### Exercise details:
Find the line containing "the white car". Retype it and every line after it through the end of the entries, exactly as written, with nothing added.

### Supplied records:
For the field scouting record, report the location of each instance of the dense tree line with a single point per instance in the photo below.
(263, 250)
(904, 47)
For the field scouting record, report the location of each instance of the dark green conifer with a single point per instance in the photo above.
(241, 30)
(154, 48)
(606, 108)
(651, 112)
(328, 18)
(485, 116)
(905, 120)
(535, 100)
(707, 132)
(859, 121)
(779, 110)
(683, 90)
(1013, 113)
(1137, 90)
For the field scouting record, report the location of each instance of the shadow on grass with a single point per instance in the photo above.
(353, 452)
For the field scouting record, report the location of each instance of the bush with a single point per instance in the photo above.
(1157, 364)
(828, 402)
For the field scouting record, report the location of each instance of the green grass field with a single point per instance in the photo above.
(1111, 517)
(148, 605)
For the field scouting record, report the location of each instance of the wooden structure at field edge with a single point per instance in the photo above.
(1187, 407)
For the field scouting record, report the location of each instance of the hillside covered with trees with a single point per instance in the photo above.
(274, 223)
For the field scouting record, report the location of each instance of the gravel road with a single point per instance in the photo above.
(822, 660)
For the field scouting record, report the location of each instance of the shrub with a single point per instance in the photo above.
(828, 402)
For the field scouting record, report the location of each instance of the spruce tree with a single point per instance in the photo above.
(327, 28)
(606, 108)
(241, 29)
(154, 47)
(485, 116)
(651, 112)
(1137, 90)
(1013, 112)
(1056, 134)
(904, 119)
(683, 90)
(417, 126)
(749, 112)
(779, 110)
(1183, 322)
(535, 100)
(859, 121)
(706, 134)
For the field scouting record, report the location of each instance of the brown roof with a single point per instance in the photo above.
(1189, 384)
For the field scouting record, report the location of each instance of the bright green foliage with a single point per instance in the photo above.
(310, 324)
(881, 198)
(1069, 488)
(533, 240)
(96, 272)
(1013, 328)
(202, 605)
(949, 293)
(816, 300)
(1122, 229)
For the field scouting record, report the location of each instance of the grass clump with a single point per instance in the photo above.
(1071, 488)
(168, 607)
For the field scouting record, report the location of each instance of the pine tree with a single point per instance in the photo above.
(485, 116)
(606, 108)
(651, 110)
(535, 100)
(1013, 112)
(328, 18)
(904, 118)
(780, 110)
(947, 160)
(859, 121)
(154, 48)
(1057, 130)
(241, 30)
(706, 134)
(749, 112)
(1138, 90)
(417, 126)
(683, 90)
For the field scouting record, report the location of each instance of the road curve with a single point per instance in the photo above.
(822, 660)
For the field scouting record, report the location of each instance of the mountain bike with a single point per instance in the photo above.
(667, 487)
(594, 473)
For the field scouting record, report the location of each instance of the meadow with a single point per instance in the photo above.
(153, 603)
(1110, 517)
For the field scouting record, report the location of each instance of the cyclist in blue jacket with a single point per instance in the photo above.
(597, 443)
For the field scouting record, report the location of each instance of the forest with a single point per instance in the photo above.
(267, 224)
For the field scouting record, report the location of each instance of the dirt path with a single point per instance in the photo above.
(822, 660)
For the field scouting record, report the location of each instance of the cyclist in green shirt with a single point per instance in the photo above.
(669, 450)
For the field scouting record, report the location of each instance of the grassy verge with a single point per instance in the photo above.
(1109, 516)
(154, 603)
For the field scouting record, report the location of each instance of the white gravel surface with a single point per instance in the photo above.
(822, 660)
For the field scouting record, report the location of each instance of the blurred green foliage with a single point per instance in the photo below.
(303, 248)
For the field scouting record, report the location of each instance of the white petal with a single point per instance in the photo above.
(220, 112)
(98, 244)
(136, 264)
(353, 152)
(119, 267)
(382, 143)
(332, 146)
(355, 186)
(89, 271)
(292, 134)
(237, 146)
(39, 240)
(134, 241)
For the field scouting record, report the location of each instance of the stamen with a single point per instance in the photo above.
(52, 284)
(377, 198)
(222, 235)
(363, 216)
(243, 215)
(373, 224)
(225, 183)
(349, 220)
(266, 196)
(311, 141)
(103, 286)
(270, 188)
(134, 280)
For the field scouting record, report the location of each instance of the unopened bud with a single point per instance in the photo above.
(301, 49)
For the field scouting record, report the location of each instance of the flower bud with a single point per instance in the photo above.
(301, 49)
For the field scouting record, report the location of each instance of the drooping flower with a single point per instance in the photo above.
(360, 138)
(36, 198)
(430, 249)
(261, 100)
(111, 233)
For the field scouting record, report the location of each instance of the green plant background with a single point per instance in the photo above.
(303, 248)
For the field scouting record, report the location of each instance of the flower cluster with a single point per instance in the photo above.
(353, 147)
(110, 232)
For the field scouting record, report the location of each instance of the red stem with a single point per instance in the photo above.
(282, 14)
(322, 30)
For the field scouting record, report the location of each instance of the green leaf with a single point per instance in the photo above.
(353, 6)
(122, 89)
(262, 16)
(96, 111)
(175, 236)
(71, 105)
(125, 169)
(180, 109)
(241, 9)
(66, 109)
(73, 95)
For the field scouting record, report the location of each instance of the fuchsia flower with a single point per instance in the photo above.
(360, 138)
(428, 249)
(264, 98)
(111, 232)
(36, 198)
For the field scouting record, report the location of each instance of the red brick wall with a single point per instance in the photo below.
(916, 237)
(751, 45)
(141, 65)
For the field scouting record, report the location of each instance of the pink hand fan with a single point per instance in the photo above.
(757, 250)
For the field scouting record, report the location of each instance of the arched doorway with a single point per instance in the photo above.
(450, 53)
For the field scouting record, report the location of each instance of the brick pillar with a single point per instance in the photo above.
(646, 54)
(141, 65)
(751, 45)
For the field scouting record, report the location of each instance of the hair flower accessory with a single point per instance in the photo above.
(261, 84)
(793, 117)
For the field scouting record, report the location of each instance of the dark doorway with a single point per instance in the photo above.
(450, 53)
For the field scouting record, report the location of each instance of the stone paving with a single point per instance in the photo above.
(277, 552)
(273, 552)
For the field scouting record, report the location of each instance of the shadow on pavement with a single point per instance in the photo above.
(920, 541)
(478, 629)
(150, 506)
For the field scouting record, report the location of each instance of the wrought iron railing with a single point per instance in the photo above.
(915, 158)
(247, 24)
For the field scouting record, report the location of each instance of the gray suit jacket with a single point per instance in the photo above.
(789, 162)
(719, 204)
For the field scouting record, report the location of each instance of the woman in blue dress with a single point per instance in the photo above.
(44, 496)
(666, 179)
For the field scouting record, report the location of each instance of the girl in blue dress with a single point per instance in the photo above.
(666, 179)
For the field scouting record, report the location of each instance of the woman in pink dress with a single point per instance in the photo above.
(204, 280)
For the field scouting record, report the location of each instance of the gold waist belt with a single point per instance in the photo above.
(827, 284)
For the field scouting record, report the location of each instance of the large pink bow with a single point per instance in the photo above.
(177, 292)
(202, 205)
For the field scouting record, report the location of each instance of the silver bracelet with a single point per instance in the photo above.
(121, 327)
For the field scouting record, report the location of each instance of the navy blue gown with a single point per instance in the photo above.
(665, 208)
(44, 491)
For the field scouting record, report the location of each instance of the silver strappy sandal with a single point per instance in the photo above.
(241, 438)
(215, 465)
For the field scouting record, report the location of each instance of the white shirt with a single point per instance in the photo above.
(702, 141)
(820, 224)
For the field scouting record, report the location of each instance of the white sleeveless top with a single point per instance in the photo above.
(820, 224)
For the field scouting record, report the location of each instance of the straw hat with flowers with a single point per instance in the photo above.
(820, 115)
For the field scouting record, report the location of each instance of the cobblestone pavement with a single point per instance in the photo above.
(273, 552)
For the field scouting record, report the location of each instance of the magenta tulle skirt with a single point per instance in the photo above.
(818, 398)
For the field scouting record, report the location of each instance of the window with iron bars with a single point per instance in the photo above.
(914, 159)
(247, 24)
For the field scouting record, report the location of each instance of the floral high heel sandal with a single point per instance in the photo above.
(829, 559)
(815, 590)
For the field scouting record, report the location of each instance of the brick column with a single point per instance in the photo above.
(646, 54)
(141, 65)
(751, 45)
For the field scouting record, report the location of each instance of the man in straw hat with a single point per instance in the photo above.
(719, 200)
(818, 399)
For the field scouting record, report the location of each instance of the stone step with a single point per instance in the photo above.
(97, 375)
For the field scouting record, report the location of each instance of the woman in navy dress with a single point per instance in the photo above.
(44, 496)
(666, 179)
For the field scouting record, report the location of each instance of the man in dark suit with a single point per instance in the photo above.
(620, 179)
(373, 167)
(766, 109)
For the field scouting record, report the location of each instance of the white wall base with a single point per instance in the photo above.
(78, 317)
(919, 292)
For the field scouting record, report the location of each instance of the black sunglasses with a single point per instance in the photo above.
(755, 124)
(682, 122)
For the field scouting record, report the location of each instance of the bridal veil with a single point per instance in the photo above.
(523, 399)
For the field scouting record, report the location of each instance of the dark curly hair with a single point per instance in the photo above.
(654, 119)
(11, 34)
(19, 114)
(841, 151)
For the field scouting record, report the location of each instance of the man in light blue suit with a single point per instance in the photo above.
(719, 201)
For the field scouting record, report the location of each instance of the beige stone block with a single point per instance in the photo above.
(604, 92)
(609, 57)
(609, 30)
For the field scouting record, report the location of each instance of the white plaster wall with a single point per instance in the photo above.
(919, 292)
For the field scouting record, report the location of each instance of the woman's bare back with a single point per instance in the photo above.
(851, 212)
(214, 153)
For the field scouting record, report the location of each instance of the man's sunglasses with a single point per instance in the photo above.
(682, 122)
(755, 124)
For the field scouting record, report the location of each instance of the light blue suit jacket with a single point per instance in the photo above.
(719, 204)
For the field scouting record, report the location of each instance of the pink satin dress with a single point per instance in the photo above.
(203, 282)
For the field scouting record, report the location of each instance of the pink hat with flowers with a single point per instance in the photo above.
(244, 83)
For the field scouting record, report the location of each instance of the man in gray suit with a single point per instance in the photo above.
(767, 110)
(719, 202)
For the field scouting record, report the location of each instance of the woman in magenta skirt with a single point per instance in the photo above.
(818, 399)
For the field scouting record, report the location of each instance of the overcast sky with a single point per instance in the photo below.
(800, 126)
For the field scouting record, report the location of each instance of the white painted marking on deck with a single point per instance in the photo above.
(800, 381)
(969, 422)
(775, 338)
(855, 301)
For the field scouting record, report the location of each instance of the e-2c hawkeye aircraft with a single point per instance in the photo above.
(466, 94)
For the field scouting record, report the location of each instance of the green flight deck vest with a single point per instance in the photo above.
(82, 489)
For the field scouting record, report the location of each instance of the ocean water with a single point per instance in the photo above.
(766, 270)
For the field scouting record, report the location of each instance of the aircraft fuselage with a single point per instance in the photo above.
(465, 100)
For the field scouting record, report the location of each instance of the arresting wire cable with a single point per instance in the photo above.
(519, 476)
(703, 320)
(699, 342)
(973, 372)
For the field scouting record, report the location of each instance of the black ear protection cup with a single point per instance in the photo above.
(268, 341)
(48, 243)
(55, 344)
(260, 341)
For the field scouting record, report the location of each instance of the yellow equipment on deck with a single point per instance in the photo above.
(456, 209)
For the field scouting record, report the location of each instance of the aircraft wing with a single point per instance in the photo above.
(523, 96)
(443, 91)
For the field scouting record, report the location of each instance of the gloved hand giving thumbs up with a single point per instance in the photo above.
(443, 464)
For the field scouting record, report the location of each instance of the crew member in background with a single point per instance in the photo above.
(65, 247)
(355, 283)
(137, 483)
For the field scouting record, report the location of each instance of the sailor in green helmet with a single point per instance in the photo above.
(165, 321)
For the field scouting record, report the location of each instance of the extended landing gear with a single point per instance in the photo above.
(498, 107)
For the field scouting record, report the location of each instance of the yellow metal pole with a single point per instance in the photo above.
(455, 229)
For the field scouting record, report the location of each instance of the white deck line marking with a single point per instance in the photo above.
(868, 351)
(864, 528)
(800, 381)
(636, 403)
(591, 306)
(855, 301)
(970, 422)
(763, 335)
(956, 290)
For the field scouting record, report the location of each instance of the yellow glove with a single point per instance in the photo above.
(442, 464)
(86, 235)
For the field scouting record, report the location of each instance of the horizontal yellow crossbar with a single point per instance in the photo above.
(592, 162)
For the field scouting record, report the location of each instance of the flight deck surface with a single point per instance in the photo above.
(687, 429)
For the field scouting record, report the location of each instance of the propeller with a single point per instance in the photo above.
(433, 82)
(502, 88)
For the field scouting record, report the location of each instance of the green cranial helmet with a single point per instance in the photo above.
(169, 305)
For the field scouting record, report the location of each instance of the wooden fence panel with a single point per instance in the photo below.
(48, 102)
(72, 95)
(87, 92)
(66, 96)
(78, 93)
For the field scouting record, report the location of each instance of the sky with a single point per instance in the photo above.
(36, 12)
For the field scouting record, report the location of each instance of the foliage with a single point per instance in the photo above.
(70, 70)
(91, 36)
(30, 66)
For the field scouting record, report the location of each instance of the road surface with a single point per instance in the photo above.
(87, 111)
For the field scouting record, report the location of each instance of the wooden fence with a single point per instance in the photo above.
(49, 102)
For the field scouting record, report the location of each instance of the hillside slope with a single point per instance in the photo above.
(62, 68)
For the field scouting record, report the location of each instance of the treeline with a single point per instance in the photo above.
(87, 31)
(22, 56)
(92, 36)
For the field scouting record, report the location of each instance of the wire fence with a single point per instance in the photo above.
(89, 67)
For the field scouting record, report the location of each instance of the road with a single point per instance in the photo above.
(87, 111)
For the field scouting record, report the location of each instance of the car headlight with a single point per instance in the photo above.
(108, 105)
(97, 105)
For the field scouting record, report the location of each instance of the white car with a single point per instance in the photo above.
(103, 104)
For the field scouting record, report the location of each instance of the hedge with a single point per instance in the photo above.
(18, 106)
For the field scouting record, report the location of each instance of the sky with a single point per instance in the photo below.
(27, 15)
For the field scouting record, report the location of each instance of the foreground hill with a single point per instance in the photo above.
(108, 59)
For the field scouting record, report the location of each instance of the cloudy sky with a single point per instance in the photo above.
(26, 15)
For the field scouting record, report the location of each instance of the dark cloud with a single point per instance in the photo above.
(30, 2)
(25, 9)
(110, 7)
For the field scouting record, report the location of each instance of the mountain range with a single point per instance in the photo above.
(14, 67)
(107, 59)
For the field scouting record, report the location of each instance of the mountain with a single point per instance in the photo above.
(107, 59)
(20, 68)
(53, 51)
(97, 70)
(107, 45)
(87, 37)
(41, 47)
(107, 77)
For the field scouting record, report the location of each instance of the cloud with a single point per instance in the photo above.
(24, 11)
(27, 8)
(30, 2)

### Task solution:
For the field scouting record, report the location of each instance of the white car with a single point per instance in the photo above.
(103, 104)
For the field scouting record, report the location of each instance of the hedge with a single point per instance in the photo above.
(18, 106)
For the field scouting record, report the location of each instance of the sky with a single point per instance in the photo below.
(27, 15)
For the field scouting record, report the location of each instance of the foreground hill with a single point per instance in the photo above.
(108, 59)
For the field scouting record, report the location of each instance of the cloudy sky with a single point per instance in the photo above.
(26, 15)
For the field scouting record, report the location of each instance of the dark cloud with a single point per instance in the photo above.
(30, 2)
(25, 9)
(110, 7)
For the field scouting record, report the location of each instance of the mountain range with a single point per instance in the photo above.
(14, 67)
(107, 59)
For the field scouting record, report the location of each instance of the mountain with a single point per instance in the photo above.
(107, 59)
(20, 68)
(53, 51)
(97, 70)
(107, 45)
(87, 37)
(41, 47)
(107, 77)
For the field scouting record, report the location of each instance of the cloud with a single point per instance in the photo above.
(24, 11)
(27, 8)
(30, 2)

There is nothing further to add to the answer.